WORK TO BE COMPLETED:
Write out every record below exactly as it appears.

(Items from a data source)
------------------------------------------------------------

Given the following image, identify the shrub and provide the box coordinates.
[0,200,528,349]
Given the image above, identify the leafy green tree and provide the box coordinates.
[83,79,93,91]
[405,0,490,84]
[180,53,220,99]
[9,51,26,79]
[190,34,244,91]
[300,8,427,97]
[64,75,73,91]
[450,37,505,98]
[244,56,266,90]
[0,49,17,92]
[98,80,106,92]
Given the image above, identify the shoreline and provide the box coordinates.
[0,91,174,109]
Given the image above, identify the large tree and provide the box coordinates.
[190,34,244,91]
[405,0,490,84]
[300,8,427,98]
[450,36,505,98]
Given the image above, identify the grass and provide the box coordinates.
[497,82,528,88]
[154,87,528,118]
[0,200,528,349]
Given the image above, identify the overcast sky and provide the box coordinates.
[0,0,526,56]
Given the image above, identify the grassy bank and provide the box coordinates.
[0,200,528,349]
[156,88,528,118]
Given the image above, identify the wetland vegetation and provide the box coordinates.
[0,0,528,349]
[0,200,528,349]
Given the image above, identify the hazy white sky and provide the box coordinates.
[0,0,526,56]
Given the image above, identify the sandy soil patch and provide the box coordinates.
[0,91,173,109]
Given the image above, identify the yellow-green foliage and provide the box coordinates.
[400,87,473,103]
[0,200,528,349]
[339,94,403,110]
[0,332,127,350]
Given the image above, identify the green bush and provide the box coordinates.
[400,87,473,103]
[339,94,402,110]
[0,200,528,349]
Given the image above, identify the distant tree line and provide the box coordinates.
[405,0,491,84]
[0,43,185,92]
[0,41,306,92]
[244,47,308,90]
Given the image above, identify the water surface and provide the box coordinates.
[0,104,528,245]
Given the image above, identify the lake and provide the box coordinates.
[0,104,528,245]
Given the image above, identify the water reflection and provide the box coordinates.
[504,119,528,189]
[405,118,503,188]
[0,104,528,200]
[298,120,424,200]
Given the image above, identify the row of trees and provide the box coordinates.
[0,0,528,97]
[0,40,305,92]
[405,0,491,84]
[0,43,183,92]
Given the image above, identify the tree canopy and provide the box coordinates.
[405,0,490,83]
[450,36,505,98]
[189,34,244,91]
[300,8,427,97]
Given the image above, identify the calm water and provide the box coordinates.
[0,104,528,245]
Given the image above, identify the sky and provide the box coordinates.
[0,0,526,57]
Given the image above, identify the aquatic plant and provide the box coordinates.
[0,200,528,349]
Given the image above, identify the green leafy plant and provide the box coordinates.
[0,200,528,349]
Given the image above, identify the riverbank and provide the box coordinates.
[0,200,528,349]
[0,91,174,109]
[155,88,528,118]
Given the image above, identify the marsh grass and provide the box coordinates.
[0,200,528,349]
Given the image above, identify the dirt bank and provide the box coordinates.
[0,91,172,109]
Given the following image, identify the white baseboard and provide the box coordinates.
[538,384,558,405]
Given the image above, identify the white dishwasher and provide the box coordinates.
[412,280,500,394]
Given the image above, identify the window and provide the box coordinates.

------------------------------------------------------------

WORKED ANSWER:
Given the following image, identify the shrub and provide the box coordinates.
[0,200,528,349]
Given the image above, identify the leafy green tree and provide the box coordinates.
[83,79,93,91]
[405,0,490,84]
[180,53,220,99]
[9,51,26,79]
[190,34,244,91]
[300,8,427,97]
[64,75,73,91]
[450,37,505,98]
[244,56,266,90]
[0,49,17,92]
[98,80,106,92]
Given the image above, identify the shoreline and provide the box coordinates.
[0,91,174,109]
Given the image above, identify the large tree and provide the box coordinates.
[190,34,244,91]
[405,0,490,84]
[300,8,427,98]
[450,36,505,98]
Given the image above, identify the grass and provide the box coordinates.
[497,82,528,88]
[154,87,528,118]
[0,200,528,349]
Given the image above, identify the overcast sky and provide the box coordinates.
[0,0,526,56]
Given the image above, identify the grassy bank and provide the box coordinates.
[0,200,528,349]
[156,88,528,118]
Given the image above, identify the wetland vegetation and provide the box coordinates.
[0,0,528,349]
[0,200,528,349]
Given the image above, identify the hazy white sky and provide the box coordinates.
[0,0,526,56]
Given the image above, identify the sandy soil patch and provide the box coordinates.
[0,91,173,109]
Given the image above, identify the yellow-green foliage and provide the box coordinates.
[400,87,473,103]
[0,200,528,349]
[339,94,403,110]
[0,332,127,350]
Given the image above, identify the green bush and provide the box coordinates.
[400,87,473,103]
[339,94,402,110]
[0,200,528,349]
Given the image above, identify the distant tree line and provide the box coordinates.
[405,0,491,84]
[0,43,185,92]
[0,41,306,92]
[244,47,308,90]
Given the image above, identify the water surface and provide the box coordinates.
[0,104,528,245]
Given the image above, identify the lake and provide the box coordinates.
[0,104,528,245]
Given the image above, identify the water reflection and provide the box coordinates.
[504,119,528,189]
[405,118,503,188]
[0,104,528,200]
[298,120,424,200]
Given the image above, identify the row of trees and provide the box coordinates.
[0,0,528,97]
[0,40,305,92]
[405,0,491,84]
[0,43,183,92]
Given the image above, identify the tree canopy and provide the box coordinates.
[405,0,490,83]
[450,36,505,98]
[189,34,244,91]
[300,8,427,97]
Given the image above, identify the calm water and provide the box coordinates.
[0,104,528,245]
Given the image above, identify the sky and provide the box coordinates.
[0,0,526,57]
Given the image above, identify the aquatic plant and provide the box coordinates.
[0,200,528,349]
Given the image above, identify the green leafy plant and provide the box coordinates.
[0,200,528,349]
Given the image above, identify the riverbank and provide the box coordinates.
[0,200,528,349]
[0,91,174,109]
[155,88,528,118]
Given the image above, identify the marsh grass and provide the box coordinates.
[0,200,528,349]
Given the image above, identify the dirt bank and provide the box coordinates.
[0,91,172,109]
Given the following image, identify the white baseboard and provide the box coordinates.
[538,384,558,405]
Given the image above, identify the white dishwasher and provide the box coordinates.
[412,280,500,394]
Given the image above, identify the window and provide the box coordinates.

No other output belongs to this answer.